抽出テキスト:
☆ ☆ ☆

しかし、アイランドキッチンにはスペースの必要性や整理整頓の難しさ、臭いや煙、油はねや油煙などのデメリットもあります。後悔しないよう、メリットだけでなく、どのようなデメリットがあるのかもしっかりと把握しておくことが大切です。

この記事ではアイランドキッチンのデメリットを踏まえた上で、どんな人が向いているのか、アイランドキッチンを計画する際の注意点、参考にしたいアイランドキッチンの導入事例を紹介します。キッチンを導入予定の方、キッチンリフォームをご検討中の方、ぜひ参考になさってくださいね。

アイランドキッチンのデメリット

アイランドキッチンとは、壁に接する面のない、海に浮かぶ島(アイランド)のように独立しているタイプのキッチンです。開放的でデザイン性が高く、また回遊性があり、複数人でキッチンを囲みやすいという特長があります。

しかしその一方で油はねや水はね、においや油煙が気になったり、広いスペースが必要になるといったデメリットもあります。

ここではアイランドキッチンを採用した場合に懸念されるデメリットについて具体的に解説します。

アイランドキッチン(事例:https://hikarinobe.com/constructioncase/case_0099/)

アイランドキッチン(事例:https://hikarinobe.com/constructioncase/case_0099/


油はね、水はね

キッチンが壁に接している場合、コンロ周りの壁はキッチンパネルやタイル等で覆われます。特にキッチンパネルは掃除がしやすく、商品によっては価格も抑えられます。

このようにキッチンの周りに遮るものがあれば、調理中の油はねや水はねを防ぐことができます。しかし、接する壁がないアイランドキッチンの場合は、周囲の床に飛び散りやすくなります。

そのため、コンロやシンクまわりに充分な幅をもたせたり、コンロ前に油跳ね防止パネルを取り付けるなどの工夫が必要になります。

におい、油煙が広がりやすい

壁がないということは、料理のにおいや煙も遮られることなくリビングまで広がってしまいやすいということ。

調理中の煙には油汚れが含まれていて、煙にのって床や壁に油汚れがつく可能性があります。

そのため、油煙の広がりを防ぐためには高性能な換気システムの導入が必須になります。

生活感がリビングから見えやすい

キッチンは毎日使用するため、どうしても物が集まりやすく雑然としがち。

アイランドキッチンは360度目隠しのない形状のため、キッチンの様子がリビングから常に丸見えになってしまいます。そのため、少しでも汚れていたり散らかっているだけで、片付づいていない印象になってしまいます。

整理整頓、掃除をこまめに行い、常に綺麗な状態をキープしなくてはいけない点は、アイランドキッチンのデメリットと言えるでしょう。

広いスペースが必要

アイランドキッチンは、左右両側に通路となる空間を確保しなくてはいけません。つまりスペースに余裕がない住宅には、そもそもアイランドキッチンを導入することができないのです。

通常のI型キッチンの場合、4.5畳ほどのスペースが必要になりますが、アイランドキッチンの場合は最低でも6畳ほどのスペースが必要になります。

充分なスパースが確保できない住宅に無理にアイランドキッチンを設置すると、キッチンにリビングの大部分が占められてしまい、窮屈になったり、キッチンの通路幅が足りず調理がしづらくなる可能性もあります。

☆ ☆ ☆

取り組む課題:
[A] アイランドキッチンの記事によると、アイランドキッチンには最低でもどのくらいの広さが必要ですか。
[B] アイランドキッチンの記事を、最後の文のあとから書き継いでください。
これらの項目は、この作業には関係ありません。

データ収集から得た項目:
☆ ☆ ☆

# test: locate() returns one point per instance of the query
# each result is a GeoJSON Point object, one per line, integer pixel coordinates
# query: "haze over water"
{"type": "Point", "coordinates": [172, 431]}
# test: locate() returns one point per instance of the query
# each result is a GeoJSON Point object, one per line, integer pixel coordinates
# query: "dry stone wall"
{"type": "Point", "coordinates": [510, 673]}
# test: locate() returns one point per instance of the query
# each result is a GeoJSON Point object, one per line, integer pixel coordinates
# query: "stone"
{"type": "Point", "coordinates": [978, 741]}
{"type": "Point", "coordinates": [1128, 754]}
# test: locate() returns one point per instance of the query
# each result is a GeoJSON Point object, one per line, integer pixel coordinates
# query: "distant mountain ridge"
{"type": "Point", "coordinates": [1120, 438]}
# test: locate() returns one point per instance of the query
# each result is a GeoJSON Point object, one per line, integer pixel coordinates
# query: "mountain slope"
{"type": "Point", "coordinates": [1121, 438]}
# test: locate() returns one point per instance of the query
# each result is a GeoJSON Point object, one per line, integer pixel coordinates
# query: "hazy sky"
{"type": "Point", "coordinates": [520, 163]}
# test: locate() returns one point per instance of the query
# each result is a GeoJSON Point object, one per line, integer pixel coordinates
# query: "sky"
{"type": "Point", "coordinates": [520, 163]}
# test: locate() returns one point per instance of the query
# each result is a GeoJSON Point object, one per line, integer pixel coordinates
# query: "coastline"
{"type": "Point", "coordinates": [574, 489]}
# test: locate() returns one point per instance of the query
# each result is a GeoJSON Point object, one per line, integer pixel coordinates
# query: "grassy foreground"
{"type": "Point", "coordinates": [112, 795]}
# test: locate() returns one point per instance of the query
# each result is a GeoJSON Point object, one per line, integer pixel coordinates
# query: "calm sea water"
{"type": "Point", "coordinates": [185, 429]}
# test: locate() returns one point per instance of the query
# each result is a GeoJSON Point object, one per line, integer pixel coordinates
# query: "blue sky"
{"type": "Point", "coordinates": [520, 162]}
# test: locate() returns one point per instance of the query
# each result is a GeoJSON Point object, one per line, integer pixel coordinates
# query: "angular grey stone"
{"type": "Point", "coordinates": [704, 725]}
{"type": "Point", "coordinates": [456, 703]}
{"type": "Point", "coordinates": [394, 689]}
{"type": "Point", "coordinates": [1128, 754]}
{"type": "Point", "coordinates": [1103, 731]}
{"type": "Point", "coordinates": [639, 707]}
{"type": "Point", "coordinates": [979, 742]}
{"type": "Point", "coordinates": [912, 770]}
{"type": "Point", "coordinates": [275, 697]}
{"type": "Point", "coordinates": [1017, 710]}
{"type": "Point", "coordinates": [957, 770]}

☆ ☆ ☆

解答一覧:
[A] 最低でも6畳ほどのスペースが必要です。

[B]
アイランドキッチンが向いている人とは?

アイランドキッチンのメリットは、開放的で、一体感のあるLDK空間となることです。
四方に壁がないため、キッチンが家具のようにリビングの一要素となるのです。

壁がないということは、コミュニケーションの障壁もないということでもあります。調理中も家族や友人と会話を楽しめ、複数人で料理しやすいキッチンです。またキッチンの周囲を回遊できることから、動線が効率的である点もメリットとなります。

これらのメリットに価値を感じている人には、アイランドキッチンがおすすめです。
キッチンに開放感やLDK空間との一体感を求めている人、コミュニケーションをとりながら料理をしたい人、また動線を効率的にしたい人が、アイランドキッチンが向いている人と言えるでしょう。

一方でアイランドキッチンには、水はねや油はね、においや油煙が広がりやすい、散らかりやすい、また生活感がリビングから丸見えになる、といったデメリットがあります。こまめな掃除や片付けが必要になるので、掃除が苦手な人は向きません。逆にいえば、掃除が得意な人・負担に感じない人は、アイランドキッチンが向いていると言えるでしょう。

アイランドキッチンを計画する際の注意点

これまで、アイランドキッチンの特徴について解説し、メリット・デメリットを踏まえた上で、どんな人にアイランドキッチンが向いているのかを解説しました。ここからは、アイランドキッチンを計画する場合、どんなことに気をつけたらよいのかを解説していきます。

通路幅

アイランドキッチンを計画する場合、キッチン本体に対して、前後左右すべてに通路が必要となります。
キッチンで調理をするときにはかがんで物を取り出したり、奥行きの深い引き出しを開けたりと、キッチンの通路は歩き回るだけではありません。通路幅は、最低でも70~80㎝以上必要になります。壁や収納との間は、90~100㎝は確保したいところです。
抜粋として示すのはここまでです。